## Work to be completed
Reproduce verbatim the lines of the data from the line with "--target building window" through the line with "[[[67,72],[71,72],[71,64],[68,64],[67,65]]]".

(Annotation dataset entries)
################

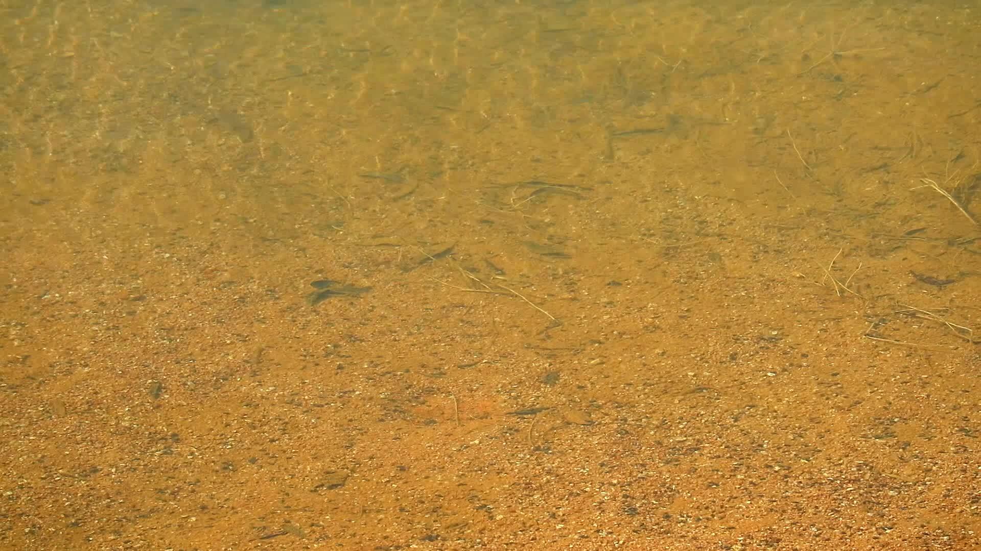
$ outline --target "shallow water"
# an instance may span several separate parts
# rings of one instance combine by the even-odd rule
[[[963,6],[0,6],[0,546],[978,546]]]

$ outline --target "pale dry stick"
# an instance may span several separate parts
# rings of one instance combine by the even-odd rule
[[[808,67],[807,69],[801,71],[800,73],[798,73],[798,75],[803,75],[804,73],[809,72],[811,69],[814,69],[815,67],[817,67],[817,66],[821,65],[822,63],[824,63],[825,61],[827,61],[827,59],[830,58],[831,56],[844,56],[846,54],[860,54],[862,52],[879,52],[879,51],[882,51],[882,50],[885,50],[885,49],[886,49],[885,46],[880,46],[878,48],[856,48],[854,50],[845,50],[843,52],[831,52],[830,54],[828,54],[828,55],[824,56],[823,58],[821,58],[820,60],[818,60],[818,62],[815,63],[814,65]]]
[[[945,326],[947,326],[947,328],[951,329],[951,332],[966,340],[967,342],[974,342],[974,330],[971,329],[970,327],[965,327],[963,326],[958,326],[953,322],[948,322],[947,320],[941,318],[940,316],[934,314],[933,312],[930,312],[928,310],[923,310],[921,308],[916,308],[915,306],[909,306],[908,304],[901,304],[900,306],[905,308],[906,310],[900,310],[897,312],[897,314],[902,314],[911,310],[919,314],[920,315],[919,317],[921,318],[944,324]]]
[[[460,426],[460,407],[456,402],[456,394],[450,394],[450,398],[453,399],[453,418],[456,419],[456,426]]]
[[[944,348],[942,346],[937,345],[937,344],[920,344],[918,342],[906,342],[904,340],[893,340],[891,338],[884,338],[884,337],[881,337],[881,336],[872,336],[872,335],[870,335],[868,333],[863,334],[862,337],[868,338],[868,339],[871,339],[871,340],[878,340],[880,342],[888,342],[890,344],[901,344],[903,346],[914,346],[916,348],[929,348],[931,350],[944,350]]]
[[[528,426],[528,444],[535,447],[535,421],[539,419],[539,414],[532,416],[532,424]]]
[[[810,70],[812,70],[815,67],[821,65],[822,63],[828,61],[828,58],[831,58],[831,57],[834,57],[834,56],[844,56],[844,55],[847,55],[847,54],[860,54],[862,52],[879,52],[879,51],[882,51],[882,50],[886,49],[885,46],[880,46],[878,48],[856,48],[854,50],[836,51],[835,48],[837,48],[838,46],[840,46],[842,44],[842,42],[845,40],[845,31],[842,31],[842,35],[838,38],[838,45],[837,46],[835,45],[834,31],[832,31],[832,34],[831,34],[830,38],[831,38],[831,51],[828,52],[828,54],[825,55],[823,58],[817,60],[817,63],[815,63],[814,65],[812,65],[812,66],[808,67],[807,69],[801,71],[800,73],[798,73],[798,75],[803,75],[804,73],[808,73]]]
[[[466,274],[466,273],[464,273],[464,274]],[[477,277],[474,277],[473,276],[470,276],[473,277],[474,279],[477,279]],[[464,292],[468,292],[468,293],[487,293],[487,294],[492,294],[492,295],[503,295],[503,294],[506,294],[506,293],[499,292],[499,291],[495,291],[495,290],[488,287],[487,283],[485,283],[484,281],[481,281],[480,279],[477,279],[477,281],[480,282],[485,287],[488,287],[488,288],[486,288],[486,289],[470,289],[470,288],[467,288],[467,287],[461,287],[460,285],[454,285],[452,283],[447,283],[446,281],[443,281],[441,279],[437,279],[436,277],[433,277],[433,276],[430,276],[430,279],[433,279],[434,281],[436,281],[438,283],[442,283],[443,285],[446,285],[447,287],[456,289],[458,291],[464,291]],[[541,312],[541,313],[544,314],[545,316],[547,316],[549,320],[552,320],[552,321],[555,320],[554,316],[552,316],[551,314],[549,314],[548,312],[546,312],[545,310],[543,310],[542,307],[540,307],[539,305],[535,304],[534,302],[528,300],[528,297],[526,297],[525,295],[523,295],[523,294],[519,293],[518,291],[512,289],[511,287],[508,287],[506,285],[502,285],[500,283],[494,283],[494,285],[497,285],[498,287],[501,287],[502,289],[505,289],[506,291],[508,291],[509,293],[513,294],[514,296],[516,296],[516,297],[520,298],[521,300],[527,302],[529,305],[531,305],[532,308],[534,308],[534,309],[538,310],[539,312]]]
[[[960,204],[960,201],[957,201],[956,199],[955,199],[954,195],[951,195],[950,193],[948,193],[948,191],[946,189],[944,189],[943,187],[941,187],[940,185],[938,185],[936,181],[934,181],[934,180],[932,180],[932,179],[930,179],[928,177],[921,177],[920,181],[923,182],[923,185],[917,185],[916,187],[911,188],[910,191],[912,191],[912,189],[919,189],[920,187],[930,187],[930,188],[933,188],[937,193],[940,193],[944,197],[947,197],[952,203],[954,203],[954,206],[956,207],[958,211],[960,211],[960,214],[962,214],[965,217],[967,217],[967,220],[971,221],[971,223],[973,223],[974,225],[979,225],[977,219],[975,219],[973,216],[971,216],[970,213],[967,212],[967,209],[965,209]],[[955,185],[955,187],[956,187],[956,185]]]
[[[664,61],[663,59],[661,59],[660,56],[654,56],[654,59],[656,59],[657,61],[663,63],[664,65],[666,65],[668,67],[670,67],[671,68],[671,73],[674,73],[675,70],[678,69],[678,66],[681,65],[681,61],[682,61],[682,60],[678,60],[678,63],[676,63],[674,65],[671,65],[670,63],[668,63],[668,62]]]
[[[824,271],[824,275],[826,276],[830,277],[831,278],[831,282],[835,285],[835,294],[837,294],[838,296],[842,296],[842,292],[840,290],[838,290],[838,288],[841,287],[841,288],[845,289],[846,291],[848,291],[848,292],[855,295],[856,297],[858,297],[858,298],[860,298],[862,300],[865,300],[865,297],[863,297],[860,294],[854,292],[846,283],[842,283],[841,281],[839,281],[838,279],[836,279],[834,276],[831,275],[831,269],[835,266],[835,261],[838,260],[838,256],[841,255],[841,254],[842,254],[842,249],[838,249],[838,253],[835,254],[835,258],[831,259],[831,264],[829,264],[827,268],[825,268],[825,267],[822,266],[821,270]],[[854,275],[858,272],[859,269],[861,269],[861,263],[858,264],[858,268],[856,268],[855,271],[852,273],[852,276],[849,276],[849,282],[852,281],[852,277],[854,276]],[[823,278],[821,279],[821,284],[822,285],[824,284],[824,279]]]
[[[915,348],[928,348],[928,349],[931,349],[931,350],[940,350],[940,351],[944,351],[945,350],[945,348],[943,346],[939,345],[939,344],[920,344],[918,342],[909,342],[909,341],[905,341],[905,340],[896,340],[896,339],[886,338],[886,337],[882,337],[882,336],[875,336],[872,333],[873,332],[878,332],[876,330],[876,328],[875,328],[876,324],[878,324],[878,322],[872,322],[872,324],[869,325],[868,328],[865,329],[865,332],[862,333],[862,337],[867,338],[867,339],[871,339],[871,340],[878,340],[880,342],[888,342],[890,344],[900,344],[900,345],[903,345],[903,346],[913,346]]]
[[[532,305],[532,308],[538,310],[539,312],[544,314],[545,316],[548,316],[548,318],[550,320],[553,320],[553,321],[555,320],[554,316],[552,316],[551,314],[545,312],[544,310],[542,310],[542,308],[540,308],[537,304],[535,304],[534,302],[532,302],[532,301],[528,300],[527,298],[525,298],[525,295],[519,293],[518,291],[516,291],[516,290],[514,290],[514,289],[512,289],[512,288],[510,288],[510,287],[508,287],[506,285],[502,285],[500,283],[494,283],[494,284],[497,285],[498,287],[503,288],[503,289],[507,289],[508,291],[510,291],[511,293],[513,293],[515,296],[517,296],[521,300],[523,300],[523,301],[527,302],[528,304]]]
[[[795,148],[795,149],[796,149],[796,148]],[[806,165],[805,165],[805,166],[806,166]],[[790,193],[790,194],[791,194],[791,197],[793,197],[793,198],[797,199],[797,195],[795,195],[795,194],[794,194],[794,192],[793,192],[793,191],[791,191],[789,187],[787,187],[786,185],[784,185],[784,180],[780,179],[780,175],[777,175],[777,171],[773,171],[773,177],[777,178],[777,183],[779,183],[779,184],[780,184],[780,187],[783,187],[783,188],[784,188],[784,191],[786,191],[786,192]]]
[[[791,145],[794,146],[794,152],[798,154],[798,159],[800,159],[800,163],[803,164],[803,168],[807,169],[810,172],[813,172],[813,169],[810,168],[810,165],[808,165],[807,162],[803,160],[803,155],[800,155],[800,150],[797,148],[797,142],[794,141],[794,136],[791,134],[790,128],[787,128],[787,137],[791,138]]]
[[[648,239],[646,237],[641,237],[641,239],[644,239],[645,241],[653,243],[653,244],[655,244],[657,246],[664,247],[665,249],[670,249],[670,248],[673,248],[673,247],[687,247],[689,245],[697,245],[698,243],[704,243],[705,241],[709,240],[709,239],[696,239],[695,241],[686,241],[684,243],[668,243],[668,244],[664,244],[664,243],[658,243],[657,241],[654,241],[653,239]]]

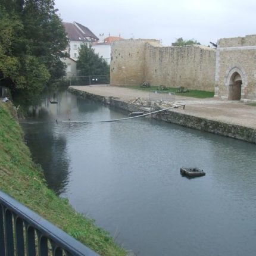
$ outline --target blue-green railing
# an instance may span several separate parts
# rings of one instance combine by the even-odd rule
[[[0,191],[0,255],[98,254]]]

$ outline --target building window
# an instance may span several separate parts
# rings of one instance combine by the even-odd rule
[[[67,72],[71,72],[71,64],[68,64],[67,65]]]

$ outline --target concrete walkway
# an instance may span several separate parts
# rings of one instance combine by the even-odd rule
[[[92,94],[114,97],[129,102],[136,98],[149,99],[149,93],[139,90],[106,85],[73,86],[74,89]],[[237,124],[256,129],[256,107],[239,101],[221,101],[216,98],[197,99],[175,96],[175,102],[185,104],[186,107],[170,110],[188,115],[224,123]]]

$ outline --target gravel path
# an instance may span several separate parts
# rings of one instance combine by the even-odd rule
[[[71,87],[92,94],[113,96],[126,102],[138,97],[149,99],[148,92],[129,88],[105,85]],[[221,101],[213,98],[201,99],[176,95],[175,103],[185,104],[185,109],[179,108],[170,111],[256,129],[256,107],[243,102]]]

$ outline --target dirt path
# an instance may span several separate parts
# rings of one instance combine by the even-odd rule
[[[113,96],[126,102],[138,97],[149,99],[148,92],[129,88],[104,85],[71,87],[92,94]],[[171,110],[173,111],[256,129],[256,107],[243,102],[221,101],[216,98],[201,99],[180,96],[175,96],[175,102],[185,104],[186,107],[185,110],[182,108]]]

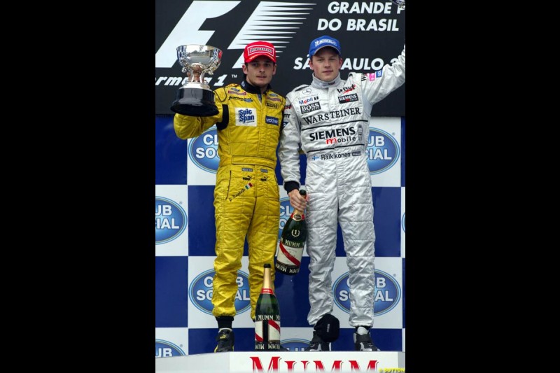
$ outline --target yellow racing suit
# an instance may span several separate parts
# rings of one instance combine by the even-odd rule
[[[262,286],[263,265],[274,258],[278,240],[280,202],[274,169],[286,99],[270,85],[265,94],[246,80],[214,91],[218,113],[211,117],[175,114],[181,139],[199,136],[216,124],[220,163],[214,189],[216,260],[212,314],[236,314],[237,271],[248,244],[251,317]]]

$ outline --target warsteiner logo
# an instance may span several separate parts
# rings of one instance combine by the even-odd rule
[[[400,300],[400,286],[394,277],[386,272],[375,269],[375,290],[373,313],[374,316],[386,314],[398,304]],[[348,272],[339,277],[332,286],[335,302],[348,314],[350,313],[350,288]]]
[[[164,339],[155,339],[155,357],[185,356],[185,352],[176,344]]]
[[[209,269],[202,272],[192,280],[188,288],[188,297],[198,309],[212,314],[212,284],[216,271]],[[251,309],[251,295],[247,274],[237,271],[237,293],[235,295],[235,311],[239,315]]]
[[[370,127],[366,155],[370,174],[381,174],[397,163],[400,148],[397,140],[379,128]]]
[[[199,168],[212,174],[217,172],[220,157],[218,156],[218,133],[215,126],[190,141],[188,157]]]
[[[187,227],[187,214],[181,206],[162,197],[155,197],[155,244],[178,237]]]

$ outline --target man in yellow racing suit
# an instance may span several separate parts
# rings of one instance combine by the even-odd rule
[[[251,317],[262,286],[263,265],[274,258],[278,240],[280,202],[274,169],[276,149],[286,99],[270,85],[276,73],[276,50],[265,41],[248,44],[241,84],[214,91],[218,113],[209,117],[175,114],[181,139],[200,135],[216,124],[220,163],[216,178],[216,255],[212,304],[218,321],[214,352],[233,351],[237,271],[245,238],[248,244]],[[195,73],[196,78],[196,73]]]

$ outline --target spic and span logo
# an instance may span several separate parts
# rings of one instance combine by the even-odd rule
[[[215,126],[190,141],[188,156],[199,168],[212,174],[217,172],[220,157],[218,156],[218,132]]]
[[[190,283],[188,288],[188,297],[198,309],[212,314],[212,283],[216,271],[209,269],[201,273]],[[251,309],[251,293],[247,274],[237,271],[237,293],[235,295],[235,311],[242,314]]]
[[[155,357],[169,358],[171,356],[184,356],[185,352],[176,344],[164,339],[155,340]]]
[[[375,290],[374,291],[374,315],[386,314],[398,304],[400,300],[400,286],[388,274],[375,269]],[[344,312],[350,313],[350,288],[349,273],[339,277],[332,286],[335,302]]]
[[[284,225],[288,221],[288,219],[291,216],[293,212],[293,208],[290,204],[289,198],[280,199],[280,226],[278,229],[278,241],[280,241],[280,237],[282,236],[282,230],[284,229]]]
[[[374,175],[387,171],[397,163],[400,155],[400,148],[397,140],[388,132],[370,127],[365,155],[370,174]]]
[[[155,197],[155,244],[173,241],[187,227],[187,214],[174,201]]]

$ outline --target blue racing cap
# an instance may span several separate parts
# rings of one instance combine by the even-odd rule
[[[335,38],[323,35],[323,36],[319,36],[316,38],[309,44],[309,58],[315,55],[315,53],[316,53],[318,50],[325,47],[333,48],[337,50],[339,55],[342,54],[340,52],[340,42]]]

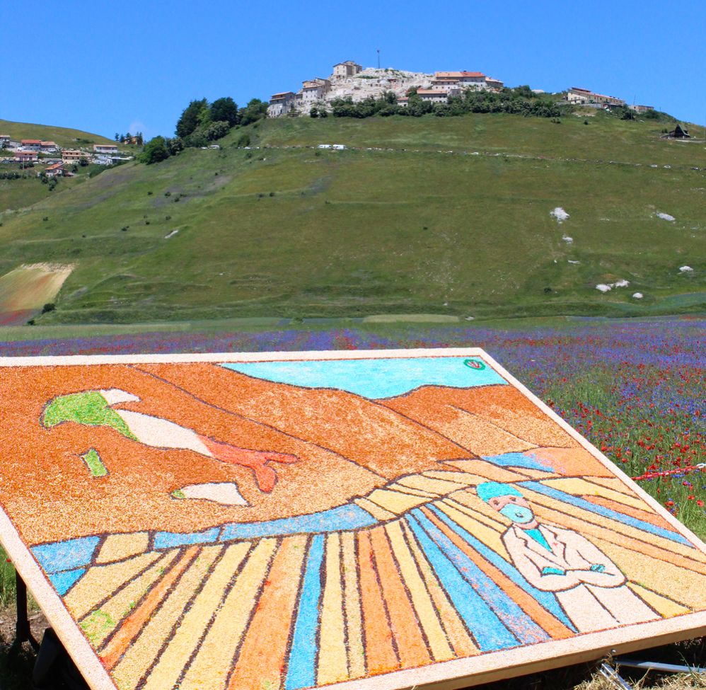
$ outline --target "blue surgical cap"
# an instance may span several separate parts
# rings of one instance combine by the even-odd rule
[[[499,498],[501,496],[519,496],[522,494],[514,486],[509,484],[501,484],[497,481],[487,481],[479,484],[478,487],[478,497],[487,503],[491,498]]]

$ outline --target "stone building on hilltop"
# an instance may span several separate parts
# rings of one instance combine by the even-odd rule
[[[355,76],[359,72],[363,71],[363,67],[354,62],[352,60],[346,60],[345,62],[339,62],[333,66],[333,74],[336,79],[345,79],[347,76]]]
[[[279,117],[293,110],[296,103],[296,94],[294,91],[282,91],[273,93],[267,106],[267,115],[270,117]]]

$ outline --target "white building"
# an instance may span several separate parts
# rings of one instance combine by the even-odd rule
[[[348,76],[355,76],[358,72],[362,71],[363,67],[352,60],[339,62],[333,66],[333,76],[339,79],[345,79]]]
[[[303,105],[311,105],[317,100],[320,100],[331,88],[331,82],[328,79],[308,79],[302,82],[301,103]]]
[[[432,80],[432,86],[438,88],[445,86],[461,86],[463,88],[486,88],[487,77],[482,72],[436,72]],[[497,79],[492,80],[497,83]],[[499,82],[501,86],[502,82]]]
[[[279,117],[294,110],[296,103],[296,95],[294,91],[282,91],[280,93],[273,93],[270,98],[267,106],[267,117]]]
[[[417,88],[417,95],[422,100],[428,100],[432,103],[447,103],[450,96],[456,96],[459,93],[458,88]]]

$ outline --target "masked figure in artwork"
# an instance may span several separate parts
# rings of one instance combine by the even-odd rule
[[[137,396],[119,389],[59,396],[47,405],[42,423],[47,428],[64,422],[110,427],[127,438],[154,448],[192,450],[221,462],[241,465],[253,471],[258,488],[265,493],[272,491],[277,481],[275,469],[268,464],[289,464],[299,459],[286,453],[238,448],[161,417],[115,408],[120,403],[139,401]],[[247,504],[242,498],[239,501],[229,502]]]
[[[512,521],[502,541],[515,567],[537,589],[555,592],[579,632],[659,618],[595,544],[572,529],[538,522],[516,488],[486,482],[478,485],[478,492]]]

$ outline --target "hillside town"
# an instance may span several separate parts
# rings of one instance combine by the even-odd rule
[[[91,149],[86,146],[69,149],[39,139],[16,141],[3,134],[0,134],[0,151],[6,154],[0,157],[3,163],[18,164],[23,168],[40,164],[44,169],[37,175],[50,178],[71,176],[74,165],[112,166],[133,157],[122,154],[115,144],[94,144]]]
[[[289,114],[308,115],[315,106],[317,109],[325,109],[337,99],[350,99],[353,103],[359,103],[366,98],[379,98],[386,93],[394,94],[397,104],[402,107],[409,103],[410,93],[416,94],[422,100],[446,103],[449,98],[461,96],[469,89],[499,93],[504,86],[499,79],[480,71],[427,74],[390,68],[364,69],[353,60],[346,60],[335,64],[331,74],[325,78],[316,76],[305,80],[296,92],[273,93],[270,98],[267,115],[279,117]],[[538,90],[536,93],[541,91]],[[628,105],[622,98],[577,86],[568,89],[564,100],[574,105],[606,110],[627,107],[638,114],[654,110],[651,105]]]

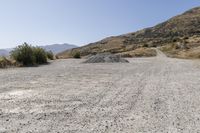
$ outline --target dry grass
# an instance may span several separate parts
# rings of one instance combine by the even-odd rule
[[[198,59],[200,58],[200,37],[181,38],[179,42],[166,44],[160,50],[172,58]]]
[[[120,53],[122,57],[152,57],[156,56],[156,50],[151,48],[138,48],[136,50]]]

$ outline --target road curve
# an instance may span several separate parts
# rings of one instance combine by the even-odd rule
[[[198,133],[200,64],[167,58],[0,70],[0,132]]]

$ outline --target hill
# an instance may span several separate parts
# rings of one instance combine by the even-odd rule
[[[83,47],[66,50],[59,57],[72,57],[75,52],[82,56],[111,52],[123,56],[154,56],[152,47],[162,47],[169,55],[178,57],[193,53],[200,46],[200,7],[193,8],[154,27],[120,36],[108,37]],[[139,51],[139,52],[138,52]],[[199,54],[200,55],[200,54]],[[196,56],[196,55],[195,55]],[[191,57],[194,57],[191,55]]]
[[[46,45],[46,46],[39,46],[44,48],[46,51],[52,51],[54,54],[57,54],[59,52],[62,52],[64,50],[72,49],[77,47],[76,45],[72,44],[52,44],[52,45]],[[10,49],[0,49],[0,56],[8,56],[10,51],[12,51],[13,48]]]

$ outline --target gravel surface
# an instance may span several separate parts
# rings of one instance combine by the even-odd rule
[[[0,70],[0,133],[199,133],[199,61],[57,60]]]

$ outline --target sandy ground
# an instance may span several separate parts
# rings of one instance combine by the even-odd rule
[[[200,133],[200,65],[57,60],[0,70],[0,133]]]

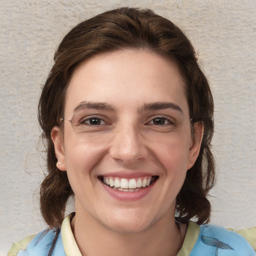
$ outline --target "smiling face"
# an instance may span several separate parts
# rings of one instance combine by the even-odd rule
[[[75,70],[62,131],[52,136],[76,216],[124,232],[174,221],[202,130],[192,139],[185,86],[175,65],[142,50],[98,54]]]

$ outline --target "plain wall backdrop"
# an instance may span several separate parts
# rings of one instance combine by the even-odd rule
[[[152,8],[198,51],[215,102],[212,222],[256,226],[256,1],[0,0],[0,256],[45,226],[36,108],[54,50],[79,22],[120,6]]]

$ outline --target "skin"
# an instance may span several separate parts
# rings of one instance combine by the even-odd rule
[[[64,162],[58,168],[67,172],[76,196],[72,226],[82,255],[176,255],[186,226],[180,232],[175,224],[176,198],[203,132],[196,124],[191,134],[185,86],[174,63],[143,50],[98,54],[75,70],[64,118],[102,120],[78,126],[64,121],[52,137]],[[80,106],[88,102],[107,108]],[[155,102],[171,107],[148,108]],[[143,196],[120,200],[99,178],[110,174],[158,178]]]

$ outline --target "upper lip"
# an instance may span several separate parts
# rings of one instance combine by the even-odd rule
[[[98,176],[100,177],[118,177],[120,178],[125,178],[127,179],[130,179],[132,178],[138,178],[140,177],[144,177],[146,176],[156,176],[156,174],[152,174],[149,172],[136,172],[133,170],[127,171],[120,171],[120,172],[106,172],[100,174]]]

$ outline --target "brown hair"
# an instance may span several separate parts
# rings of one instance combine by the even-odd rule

################

## Exercise response
$ outline --target building window
# an instance may span several separate parts
# rings of one instance combine by the even-odd rule
[[[67,72],[71,72],[71,64],[68,64],[67,65]]]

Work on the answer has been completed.